* [Written problem]: Reproduce the material below verbatim, leaving every line unchanged.

* [Data excerpts]:
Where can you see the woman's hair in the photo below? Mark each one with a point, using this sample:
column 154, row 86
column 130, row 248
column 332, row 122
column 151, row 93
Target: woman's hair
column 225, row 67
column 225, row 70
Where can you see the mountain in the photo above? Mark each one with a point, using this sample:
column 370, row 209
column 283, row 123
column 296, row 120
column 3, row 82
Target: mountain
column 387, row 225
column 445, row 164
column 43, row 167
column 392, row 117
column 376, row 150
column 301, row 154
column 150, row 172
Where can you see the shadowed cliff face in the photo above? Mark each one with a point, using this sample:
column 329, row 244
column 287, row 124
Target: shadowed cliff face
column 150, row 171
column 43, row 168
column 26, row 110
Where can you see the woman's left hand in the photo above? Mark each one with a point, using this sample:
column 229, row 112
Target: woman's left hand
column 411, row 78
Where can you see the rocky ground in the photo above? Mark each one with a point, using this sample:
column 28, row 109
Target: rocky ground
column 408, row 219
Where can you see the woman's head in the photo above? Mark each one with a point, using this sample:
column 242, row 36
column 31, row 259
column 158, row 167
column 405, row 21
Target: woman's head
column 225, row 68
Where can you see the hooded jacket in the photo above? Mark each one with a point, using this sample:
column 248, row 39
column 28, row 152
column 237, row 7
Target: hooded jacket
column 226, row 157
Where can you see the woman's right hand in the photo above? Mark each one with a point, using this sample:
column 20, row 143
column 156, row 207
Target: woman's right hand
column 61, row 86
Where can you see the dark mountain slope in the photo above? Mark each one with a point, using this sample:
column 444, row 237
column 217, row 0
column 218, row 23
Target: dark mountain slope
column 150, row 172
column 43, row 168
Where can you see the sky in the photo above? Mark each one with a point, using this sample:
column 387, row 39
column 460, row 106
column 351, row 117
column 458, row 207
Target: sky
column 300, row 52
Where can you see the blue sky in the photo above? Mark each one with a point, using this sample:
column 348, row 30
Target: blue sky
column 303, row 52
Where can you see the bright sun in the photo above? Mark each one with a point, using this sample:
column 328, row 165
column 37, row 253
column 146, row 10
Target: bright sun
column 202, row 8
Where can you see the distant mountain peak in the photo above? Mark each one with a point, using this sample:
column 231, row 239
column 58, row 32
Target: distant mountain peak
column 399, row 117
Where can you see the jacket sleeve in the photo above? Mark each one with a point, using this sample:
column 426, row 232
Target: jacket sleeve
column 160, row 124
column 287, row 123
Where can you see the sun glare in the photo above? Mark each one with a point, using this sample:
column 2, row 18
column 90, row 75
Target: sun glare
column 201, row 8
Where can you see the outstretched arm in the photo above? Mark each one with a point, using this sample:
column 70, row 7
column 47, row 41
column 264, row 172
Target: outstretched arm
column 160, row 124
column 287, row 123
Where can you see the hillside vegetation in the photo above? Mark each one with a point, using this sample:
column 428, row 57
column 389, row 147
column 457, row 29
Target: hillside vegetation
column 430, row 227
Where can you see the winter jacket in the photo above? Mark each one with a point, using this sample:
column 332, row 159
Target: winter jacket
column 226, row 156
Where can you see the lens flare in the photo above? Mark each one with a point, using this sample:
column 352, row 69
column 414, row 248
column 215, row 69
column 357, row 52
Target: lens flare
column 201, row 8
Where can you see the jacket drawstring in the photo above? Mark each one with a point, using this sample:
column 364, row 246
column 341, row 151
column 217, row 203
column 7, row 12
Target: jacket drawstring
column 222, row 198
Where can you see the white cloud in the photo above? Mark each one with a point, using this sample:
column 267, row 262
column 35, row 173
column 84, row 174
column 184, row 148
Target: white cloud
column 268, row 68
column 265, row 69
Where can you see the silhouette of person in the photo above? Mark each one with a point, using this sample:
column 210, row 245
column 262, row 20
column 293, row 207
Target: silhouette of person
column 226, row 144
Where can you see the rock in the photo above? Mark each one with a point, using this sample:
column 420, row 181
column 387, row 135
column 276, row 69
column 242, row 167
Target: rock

* [Worked solution]:
Where can you see the woman's hair in the photo below? Mark each one with a point, using this sample:
column 154, row 86
column 130, row 248
column 332, row 122
column 151, row 93
Target: woman's hair
column 225, row 67
column 225, row 70
Where can you see the mountain in the photo above? Mark each one with a point, using this sample:
column 370, row 209
column 283, row 123
column 296, row 120
column 3, row 82
Target: mountain
column 387, row 225
column 445, row 164
column 43, row 167
column 392, row 117
column 376, row 150
column 301, row 154
column 150, row 172
Where can you see the shadowed cliff face in the photo above? Mark each one with a point, using this sample:
column 329, row 244
column 287, row 124
Target: shadowed cliff face
column 150, row 171
column 43, row 168
column 26, row 110
Where can you see the woman's left hand in the photo above? Mark each one with a point, using this sample:
column 229, row 112
Target: woman's left hand
column 411, row 78
Where can you see the rocky ground in the photo above? Mark each one with a point, using this sample:
column 28, row 109
Target: rocky ground
column 408, row 219
Where can you see the woman's head in the photo above? Mark each one with a point, using this sample:
column 242, row 36
column 31, row 259
column 158, row 167
column 405, row 21
Target: woman's head
column 225, row 68
Where can you see the hooded jacket in the photo above? Mark each one with a point, using this sample:
column 248, row 39
column 28, row 152
column 237, row 7
Target: hooded jacket
column 226, row 157
Where can you see the woman's right hand in the photo above? Mark each one with a point, using this sample:
column 20, row 143
column 156, row 207
Target: woman's right hand
column 61, row 86
Where can you see the dark mountain slope in the photo above? Mark each one with a point, using this sample:
column 444, row 237
column 217, row 0
column 218, row 23
Target: dark mountain slope
column 150, row 172
column 43, row 168
Where can you see the sky in the photo above? Mark each one with a point, using this sample:
column 387, row 39
column 460, row 106
column 351, row 117
column 458, row 207
Target: sky
column 300, row 52
Where can you see the blue sky in the photo above? Mark each one with a point, using this sample:
column 348, row 30
Target: blue sky
column 303, row 52
Where can you see the bright sun in the photo above? Mark each one with a point, using this sample:
column 328, row 165
column 37, row 253
column 146, row 10
Target: bright sun
column 202, row 8
Where can you see the distant mountain peak in the photo above? Mark each one with a point, using this sample:
column 231, row 239
column 58, row 32
Target: distant mountain peak
column 399, row 117
Where can you see the jacket sleeve in the photo above? Mark each one with a point, using this sample:
column 426, row 232
Target: jacket sleeve
column 160, row 124
column 287, row 123
Where can you see the sun glare in the photo above? Mark each one with a point, using this sample:
column 2, row 18
column 90, row 75
Target: sun glare
column 201, row 8
Where can you see the outstretched arm in the photo above? Mark each one with a point, using this sample:
column 70, row 7
column 47, row 41
column 264, row 172
Target: outstretched arm
column 160, row 124
column 287, row 123
Where can you see the hillside vegetation in the photo above? Mark each one with a point, using this sample:
column 428, row 57
column 389, row 147
column 457, row 29
Target: hillside vegetation
column 430, row 227
Where can you see the winter jacket in the photo above? Mark each one with a point, using this sample:
column 332, row 159
Target: winter jacket
column 226, row 156
Where can you see the lens flare in the photo above? Mark each one with a point, using this sample:
column 352, row 69
column 414, row 248
column 215, row 69
column 357, row 52
Target: lens flare
column 201, row 8
Where can you see the jacket drawstring in the photo above? Mark each one with a point, using this sample:
column 364, row 246
column 341, row 151
column 217, row 203
column 7, row 12
Target: jacket drawstring
column 222, row 198
Where can you see the white cloud in the photo above? Mark each one with a point, using this sample:
column 267, row 262
column 35, row 173
column 84, row 174
column 184, row 148
Target: white cloud
column 268, row 68
column 265, row 69
Where can you see the silhouette of person in the photo above? Mark each one with a point, using this sample:
column 210, row 245
column 262, row 20
column 293, row 207
Target: silhouette of person
column 226, row 144
Where can you see the rock in the photo above? Mark each one with a point, using this sample:
column 420, row 181
column 387, row 135
column 276, row 69
column 242, row 167
Target: rock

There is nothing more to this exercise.